[Free-text object descriptions]
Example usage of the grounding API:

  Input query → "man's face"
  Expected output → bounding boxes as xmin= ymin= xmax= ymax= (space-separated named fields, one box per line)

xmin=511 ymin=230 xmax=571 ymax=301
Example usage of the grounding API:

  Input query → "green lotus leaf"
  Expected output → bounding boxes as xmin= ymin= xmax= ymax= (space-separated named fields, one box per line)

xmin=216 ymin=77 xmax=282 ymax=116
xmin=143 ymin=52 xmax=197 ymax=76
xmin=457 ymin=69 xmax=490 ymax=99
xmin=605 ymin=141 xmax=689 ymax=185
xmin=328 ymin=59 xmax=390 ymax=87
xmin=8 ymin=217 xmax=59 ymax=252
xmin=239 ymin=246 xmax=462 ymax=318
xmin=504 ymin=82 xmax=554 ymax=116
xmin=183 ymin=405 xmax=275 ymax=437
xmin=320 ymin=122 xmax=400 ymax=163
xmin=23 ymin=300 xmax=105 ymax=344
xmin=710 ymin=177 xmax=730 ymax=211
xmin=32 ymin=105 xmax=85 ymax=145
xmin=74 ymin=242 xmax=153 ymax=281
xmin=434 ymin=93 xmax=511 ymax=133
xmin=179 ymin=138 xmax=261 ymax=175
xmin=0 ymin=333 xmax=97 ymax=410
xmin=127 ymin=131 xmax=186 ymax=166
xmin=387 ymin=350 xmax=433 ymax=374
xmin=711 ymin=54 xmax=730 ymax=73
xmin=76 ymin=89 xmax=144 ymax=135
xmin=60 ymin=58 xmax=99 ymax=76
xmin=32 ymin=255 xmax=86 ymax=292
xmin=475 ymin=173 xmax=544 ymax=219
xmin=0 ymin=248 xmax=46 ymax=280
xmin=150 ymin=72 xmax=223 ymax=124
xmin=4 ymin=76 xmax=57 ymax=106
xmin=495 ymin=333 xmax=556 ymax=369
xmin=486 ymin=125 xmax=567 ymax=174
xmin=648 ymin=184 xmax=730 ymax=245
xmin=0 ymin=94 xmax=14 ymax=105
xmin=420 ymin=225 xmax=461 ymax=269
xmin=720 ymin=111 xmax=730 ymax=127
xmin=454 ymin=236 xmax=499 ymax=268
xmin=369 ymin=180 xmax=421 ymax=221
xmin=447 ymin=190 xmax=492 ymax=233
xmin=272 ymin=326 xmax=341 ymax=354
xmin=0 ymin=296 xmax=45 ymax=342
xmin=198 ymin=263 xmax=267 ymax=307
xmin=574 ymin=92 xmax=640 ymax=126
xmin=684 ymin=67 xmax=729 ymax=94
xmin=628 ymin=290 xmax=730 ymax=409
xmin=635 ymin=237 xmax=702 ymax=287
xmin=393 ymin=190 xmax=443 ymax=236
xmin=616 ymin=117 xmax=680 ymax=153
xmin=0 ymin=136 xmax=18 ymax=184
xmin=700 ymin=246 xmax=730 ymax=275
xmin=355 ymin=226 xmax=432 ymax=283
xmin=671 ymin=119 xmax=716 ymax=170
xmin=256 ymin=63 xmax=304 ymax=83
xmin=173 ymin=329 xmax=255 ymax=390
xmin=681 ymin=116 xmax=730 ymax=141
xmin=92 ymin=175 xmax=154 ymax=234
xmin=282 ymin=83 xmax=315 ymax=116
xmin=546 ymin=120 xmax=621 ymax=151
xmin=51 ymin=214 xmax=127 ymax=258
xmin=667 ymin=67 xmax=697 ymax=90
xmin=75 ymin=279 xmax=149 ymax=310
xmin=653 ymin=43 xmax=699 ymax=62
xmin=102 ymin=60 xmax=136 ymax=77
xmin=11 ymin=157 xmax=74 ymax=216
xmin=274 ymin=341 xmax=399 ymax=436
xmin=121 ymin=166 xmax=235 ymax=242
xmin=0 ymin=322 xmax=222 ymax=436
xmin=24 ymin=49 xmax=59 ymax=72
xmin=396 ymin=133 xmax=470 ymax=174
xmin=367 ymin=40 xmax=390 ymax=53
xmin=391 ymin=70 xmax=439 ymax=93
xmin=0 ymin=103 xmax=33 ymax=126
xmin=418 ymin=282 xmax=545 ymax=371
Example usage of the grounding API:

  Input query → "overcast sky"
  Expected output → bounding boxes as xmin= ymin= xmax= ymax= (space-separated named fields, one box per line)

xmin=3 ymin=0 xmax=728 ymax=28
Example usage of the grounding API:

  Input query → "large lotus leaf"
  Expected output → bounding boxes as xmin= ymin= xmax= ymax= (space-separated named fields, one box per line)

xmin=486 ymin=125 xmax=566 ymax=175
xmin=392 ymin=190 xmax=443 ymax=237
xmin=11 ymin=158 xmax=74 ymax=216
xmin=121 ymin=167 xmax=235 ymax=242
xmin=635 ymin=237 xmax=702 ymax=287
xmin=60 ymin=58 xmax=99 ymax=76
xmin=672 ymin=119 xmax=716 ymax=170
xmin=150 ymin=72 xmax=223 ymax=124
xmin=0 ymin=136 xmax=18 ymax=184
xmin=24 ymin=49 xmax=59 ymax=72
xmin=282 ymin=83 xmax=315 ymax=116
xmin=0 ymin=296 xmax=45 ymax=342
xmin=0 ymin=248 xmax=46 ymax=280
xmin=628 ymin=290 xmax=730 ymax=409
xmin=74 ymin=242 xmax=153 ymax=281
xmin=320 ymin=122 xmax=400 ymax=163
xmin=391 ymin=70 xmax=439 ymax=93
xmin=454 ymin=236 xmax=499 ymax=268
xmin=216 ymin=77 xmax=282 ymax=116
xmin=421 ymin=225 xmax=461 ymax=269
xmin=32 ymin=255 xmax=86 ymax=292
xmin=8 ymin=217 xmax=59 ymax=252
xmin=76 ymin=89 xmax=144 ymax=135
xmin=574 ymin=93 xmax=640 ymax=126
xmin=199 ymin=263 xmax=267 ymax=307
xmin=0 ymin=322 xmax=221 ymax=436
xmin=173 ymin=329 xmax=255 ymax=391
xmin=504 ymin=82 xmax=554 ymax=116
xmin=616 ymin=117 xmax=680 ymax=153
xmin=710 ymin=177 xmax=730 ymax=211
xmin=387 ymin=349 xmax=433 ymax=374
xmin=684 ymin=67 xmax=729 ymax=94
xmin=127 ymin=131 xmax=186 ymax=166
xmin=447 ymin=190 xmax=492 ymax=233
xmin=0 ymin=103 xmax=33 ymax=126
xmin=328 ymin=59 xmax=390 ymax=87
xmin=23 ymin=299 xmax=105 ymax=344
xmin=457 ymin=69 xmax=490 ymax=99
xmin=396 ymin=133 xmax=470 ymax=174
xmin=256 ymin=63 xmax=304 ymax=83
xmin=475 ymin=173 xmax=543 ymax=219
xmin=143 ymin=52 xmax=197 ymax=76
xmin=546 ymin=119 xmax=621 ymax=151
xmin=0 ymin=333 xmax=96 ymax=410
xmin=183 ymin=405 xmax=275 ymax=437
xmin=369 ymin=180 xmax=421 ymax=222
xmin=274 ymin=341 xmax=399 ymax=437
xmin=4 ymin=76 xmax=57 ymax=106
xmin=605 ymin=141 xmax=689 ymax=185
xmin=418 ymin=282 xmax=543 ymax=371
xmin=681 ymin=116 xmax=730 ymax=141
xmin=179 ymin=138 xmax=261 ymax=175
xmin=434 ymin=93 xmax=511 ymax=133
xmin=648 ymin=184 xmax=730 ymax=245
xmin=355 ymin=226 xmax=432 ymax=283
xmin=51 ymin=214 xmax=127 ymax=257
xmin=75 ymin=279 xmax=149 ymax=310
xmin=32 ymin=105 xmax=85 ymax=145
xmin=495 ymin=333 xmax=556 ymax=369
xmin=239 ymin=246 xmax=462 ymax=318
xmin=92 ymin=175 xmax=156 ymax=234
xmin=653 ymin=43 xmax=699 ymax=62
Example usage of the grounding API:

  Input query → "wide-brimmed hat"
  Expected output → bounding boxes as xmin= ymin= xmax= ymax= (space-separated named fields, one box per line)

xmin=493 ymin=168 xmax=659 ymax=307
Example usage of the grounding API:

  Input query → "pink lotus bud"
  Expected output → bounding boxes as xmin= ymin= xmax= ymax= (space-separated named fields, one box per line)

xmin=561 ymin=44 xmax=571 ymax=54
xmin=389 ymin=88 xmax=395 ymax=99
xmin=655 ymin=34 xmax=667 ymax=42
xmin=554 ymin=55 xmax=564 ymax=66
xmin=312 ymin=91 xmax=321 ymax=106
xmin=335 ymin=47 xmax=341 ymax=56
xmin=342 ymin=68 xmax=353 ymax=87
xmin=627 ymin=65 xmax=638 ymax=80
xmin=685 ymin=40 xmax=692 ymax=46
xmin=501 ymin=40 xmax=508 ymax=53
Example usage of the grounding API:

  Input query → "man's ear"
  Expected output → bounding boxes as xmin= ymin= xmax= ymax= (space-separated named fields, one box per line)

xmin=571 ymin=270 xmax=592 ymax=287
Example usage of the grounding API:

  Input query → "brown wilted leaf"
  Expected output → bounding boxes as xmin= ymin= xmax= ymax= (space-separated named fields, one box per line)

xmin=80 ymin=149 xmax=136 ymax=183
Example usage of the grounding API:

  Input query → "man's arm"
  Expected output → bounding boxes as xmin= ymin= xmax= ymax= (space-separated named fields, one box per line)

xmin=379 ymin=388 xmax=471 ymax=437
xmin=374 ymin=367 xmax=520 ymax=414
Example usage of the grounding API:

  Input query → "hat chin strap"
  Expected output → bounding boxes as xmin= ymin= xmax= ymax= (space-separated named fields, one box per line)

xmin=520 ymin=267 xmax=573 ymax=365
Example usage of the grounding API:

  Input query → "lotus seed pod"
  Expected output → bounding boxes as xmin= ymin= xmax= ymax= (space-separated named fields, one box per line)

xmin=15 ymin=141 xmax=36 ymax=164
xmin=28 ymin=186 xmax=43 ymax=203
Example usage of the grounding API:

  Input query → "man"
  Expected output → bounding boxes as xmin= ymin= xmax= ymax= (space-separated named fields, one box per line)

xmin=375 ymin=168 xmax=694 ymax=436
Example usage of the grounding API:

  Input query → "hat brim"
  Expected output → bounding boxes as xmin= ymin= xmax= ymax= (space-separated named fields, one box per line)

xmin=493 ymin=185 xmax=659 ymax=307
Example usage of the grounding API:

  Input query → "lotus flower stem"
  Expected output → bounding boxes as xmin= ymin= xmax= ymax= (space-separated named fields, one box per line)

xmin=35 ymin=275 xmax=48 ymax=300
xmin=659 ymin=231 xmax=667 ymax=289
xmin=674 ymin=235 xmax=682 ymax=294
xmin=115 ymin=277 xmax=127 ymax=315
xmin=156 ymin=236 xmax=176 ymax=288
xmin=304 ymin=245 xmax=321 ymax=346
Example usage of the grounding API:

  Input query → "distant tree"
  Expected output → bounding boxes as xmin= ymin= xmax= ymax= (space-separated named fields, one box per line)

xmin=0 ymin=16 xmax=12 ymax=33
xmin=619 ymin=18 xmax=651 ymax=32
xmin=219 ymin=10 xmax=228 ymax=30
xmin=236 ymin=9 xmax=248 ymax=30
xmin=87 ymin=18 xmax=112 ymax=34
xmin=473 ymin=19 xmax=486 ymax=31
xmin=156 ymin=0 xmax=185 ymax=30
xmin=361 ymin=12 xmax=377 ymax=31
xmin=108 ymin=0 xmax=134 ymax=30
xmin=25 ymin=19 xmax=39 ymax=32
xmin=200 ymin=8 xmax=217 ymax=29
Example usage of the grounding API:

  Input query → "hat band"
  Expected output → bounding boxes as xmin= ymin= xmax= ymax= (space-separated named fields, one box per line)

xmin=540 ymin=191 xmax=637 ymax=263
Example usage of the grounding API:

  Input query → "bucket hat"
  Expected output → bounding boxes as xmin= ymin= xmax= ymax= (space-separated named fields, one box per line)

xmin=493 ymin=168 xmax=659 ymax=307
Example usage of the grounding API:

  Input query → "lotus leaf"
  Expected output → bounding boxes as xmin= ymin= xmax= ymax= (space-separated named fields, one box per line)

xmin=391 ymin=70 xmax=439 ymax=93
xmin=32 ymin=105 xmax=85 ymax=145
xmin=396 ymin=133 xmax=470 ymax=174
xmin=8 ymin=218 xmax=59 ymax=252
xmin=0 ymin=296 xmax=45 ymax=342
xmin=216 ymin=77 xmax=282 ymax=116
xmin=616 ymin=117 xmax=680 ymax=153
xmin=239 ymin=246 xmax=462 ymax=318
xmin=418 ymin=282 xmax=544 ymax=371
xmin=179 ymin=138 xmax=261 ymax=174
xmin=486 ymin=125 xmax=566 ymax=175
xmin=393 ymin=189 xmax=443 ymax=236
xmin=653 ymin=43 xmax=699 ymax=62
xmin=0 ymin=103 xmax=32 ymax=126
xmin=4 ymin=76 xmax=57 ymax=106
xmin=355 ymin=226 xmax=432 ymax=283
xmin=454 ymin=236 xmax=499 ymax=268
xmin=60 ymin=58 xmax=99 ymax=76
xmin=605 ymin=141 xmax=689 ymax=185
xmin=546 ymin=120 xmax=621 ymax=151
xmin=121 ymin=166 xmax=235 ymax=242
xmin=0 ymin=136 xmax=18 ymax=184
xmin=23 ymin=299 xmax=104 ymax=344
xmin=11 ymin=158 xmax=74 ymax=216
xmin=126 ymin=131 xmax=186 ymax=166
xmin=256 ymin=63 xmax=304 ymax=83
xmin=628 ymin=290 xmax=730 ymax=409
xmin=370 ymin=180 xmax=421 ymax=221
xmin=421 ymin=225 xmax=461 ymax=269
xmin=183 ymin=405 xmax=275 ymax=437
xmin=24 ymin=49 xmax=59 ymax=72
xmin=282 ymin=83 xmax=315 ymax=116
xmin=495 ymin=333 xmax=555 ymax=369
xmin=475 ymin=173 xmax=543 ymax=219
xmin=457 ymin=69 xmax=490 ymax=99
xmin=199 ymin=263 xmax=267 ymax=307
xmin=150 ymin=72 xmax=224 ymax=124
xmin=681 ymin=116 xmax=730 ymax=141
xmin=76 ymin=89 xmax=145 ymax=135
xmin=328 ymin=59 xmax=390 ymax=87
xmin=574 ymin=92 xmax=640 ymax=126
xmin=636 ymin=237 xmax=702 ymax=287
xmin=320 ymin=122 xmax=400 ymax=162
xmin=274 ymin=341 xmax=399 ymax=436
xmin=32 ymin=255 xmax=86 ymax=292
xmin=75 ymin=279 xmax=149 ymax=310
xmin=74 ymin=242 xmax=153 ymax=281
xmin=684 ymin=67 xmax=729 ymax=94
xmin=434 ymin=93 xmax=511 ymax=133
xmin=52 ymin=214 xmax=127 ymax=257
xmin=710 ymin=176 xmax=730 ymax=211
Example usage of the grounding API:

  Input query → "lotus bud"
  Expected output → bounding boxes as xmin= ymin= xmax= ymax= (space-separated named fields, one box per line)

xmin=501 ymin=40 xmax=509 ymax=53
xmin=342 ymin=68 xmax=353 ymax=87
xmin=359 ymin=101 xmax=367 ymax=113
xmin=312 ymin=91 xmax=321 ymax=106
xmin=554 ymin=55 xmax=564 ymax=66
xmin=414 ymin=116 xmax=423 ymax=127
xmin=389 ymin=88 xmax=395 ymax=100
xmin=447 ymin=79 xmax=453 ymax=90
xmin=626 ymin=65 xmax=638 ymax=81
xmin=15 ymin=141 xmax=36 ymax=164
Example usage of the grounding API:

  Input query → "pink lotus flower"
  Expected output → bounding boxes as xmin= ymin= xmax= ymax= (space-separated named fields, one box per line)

| Exercise directions |
Extract every line above containing the word "lotus".

| Exercise response |
  Input query → "green lotus leaf"
  Input query → "large lotus leaf"
  Input query → "pink lotus bud"
  Input query → "lotus seed pod"
  Input query → "lotus flower stem"
  Input query → "lotus leaf"
  Input query → "lotus bud"
  Input query → "pink lotus flower"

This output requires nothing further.